Dataset lines about object locations:
-- BEGIN --

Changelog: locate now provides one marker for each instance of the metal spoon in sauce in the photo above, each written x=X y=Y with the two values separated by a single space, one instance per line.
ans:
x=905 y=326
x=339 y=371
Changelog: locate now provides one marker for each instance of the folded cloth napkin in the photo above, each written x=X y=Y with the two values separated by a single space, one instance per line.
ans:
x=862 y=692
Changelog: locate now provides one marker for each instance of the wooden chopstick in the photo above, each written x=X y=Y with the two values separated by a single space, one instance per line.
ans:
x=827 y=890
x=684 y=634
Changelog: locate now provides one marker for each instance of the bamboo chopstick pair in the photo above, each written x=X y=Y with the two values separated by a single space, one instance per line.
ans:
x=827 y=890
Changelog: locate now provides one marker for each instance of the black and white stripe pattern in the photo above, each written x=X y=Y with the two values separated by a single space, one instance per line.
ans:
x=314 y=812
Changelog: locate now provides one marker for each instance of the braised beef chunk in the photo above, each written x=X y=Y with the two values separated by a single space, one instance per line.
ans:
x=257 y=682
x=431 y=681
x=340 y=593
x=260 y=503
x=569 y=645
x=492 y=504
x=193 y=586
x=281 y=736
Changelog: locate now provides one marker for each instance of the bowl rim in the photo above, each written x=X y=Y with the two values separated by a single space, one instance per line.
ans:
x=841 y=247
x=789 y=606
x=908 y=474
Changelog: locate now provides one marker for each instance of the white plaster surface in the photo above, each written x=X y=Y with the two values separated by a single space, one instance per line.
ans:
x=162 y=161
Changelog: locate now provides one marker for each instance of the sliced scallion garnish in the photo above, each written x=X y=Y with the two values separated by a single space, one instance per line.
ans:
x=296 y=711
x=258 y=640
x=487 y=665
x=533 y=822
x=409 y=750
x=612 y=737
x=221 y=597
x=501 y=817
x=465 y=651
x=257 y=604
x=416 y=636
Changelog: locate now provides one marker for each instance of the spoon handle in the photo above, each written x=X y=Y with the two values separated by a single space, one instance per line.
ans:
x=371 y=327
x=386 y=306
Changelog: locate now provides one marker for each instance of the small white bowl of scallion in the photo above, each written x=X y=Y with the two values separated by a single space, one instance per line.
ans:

-- END --

Problem details: Rewrite all of the lines above as a JSON list of strings, one string per line, skipping any blank lines.

Result:
[
  "Changelog: locate now provides one marker for each instance of the metal spoon in sauce in the photo above, each written x=X y=Y with the two values separated by a single space, one instance per line.",
  "ans:",
  "x=905 y=326",
  "x=339 y=371",
  "Changelog: locate now provides one marker for each instance of the folded cloth napkin in the photo above, each written x=X y=Y with the two values separated by a single space, one instance per line.",
  "ans:",
  "x=862 y=692",
  "Changelog: locate now provides one marker for each instance of the wooden chopstick in the photo above, each written x=X y=Y with the two values separated by a single space, one instance per line.",
  "ans:",
  "x=827 y=890",
  "x=684 y=634",
  "Changelog: locate now provides one marker for each instance of the bamboo chopstick pair in the photo above, each written x=X y=Y with the two values separated by a single space, one instance per line.",
  "ans:",
  "x=827 y=890",
  "Changelog: locate now provides one marker for each instance of the black and white stripe pattern in the photo above, each written x=X y=Y with the two values separated by a single space, one instance per line.",
  "ans:",
  "x=314 y=812",
  "Changelog: locate now provides one marker for each instance of the braised beef chunk in the photo above, each written x=X y=Y with the two values separated by a single space, one instance per line.",
  "ans:",
  "x=257 y=682",
  "x=431 y=681",
  "x=340 y=593",
  "x=260 y=503",
  "x=569 y=645",
  "x=492 y=504",
  "x=193 y=586",
  "x=281 y=736",
  "Changelog: locate now provides one marker for each instance of the bowl rim in the photo above, each written x=X y=Y with the two values separated by a single space, one instance per line.",
  "ans:",
  "x=841 y=247",
  "x=789 y=606",
  "x=908 y=474",
  "Changelog: locate now provides one marker for each instance of the white plaster surface in the photo above, each written x=X y=Y with the two values separated by a single space, one instance per line.",
  "ans:",
  "x=162 y=161",
  "Changelog: locate now provides one marker for each instance of the sliced scallion garnish in the photo above, each written x=X y=Y with the two values separated by a single space, one instance per line.",
  "ans:",
  "x=296 y=711",
  "x=258 y=640",
  "x=487 y=665",
  "x=533 y=822",
  "x=409 y=750",
  "x=612 y=737",
  "x=221 y=597",
  "x=501 y=817",
  "x=465 y=651",
  "x=257 y=604",
  "x=416 y=636",
  "Changelog: locate now provides one marker for each instance of the spoon handle in the photo above, each written x=X y=Y with the two values separated by a single space, one instance per line.",
  "ans:",
  "x=371 y=327",
  "x=386 y=306",
  "Changelog: locate now provides one marker for each instance of the small white bowl of scallion in the photo above, each written x=X y=Y with the two values separated by a single space, one instance per line.",
  "ans:"
]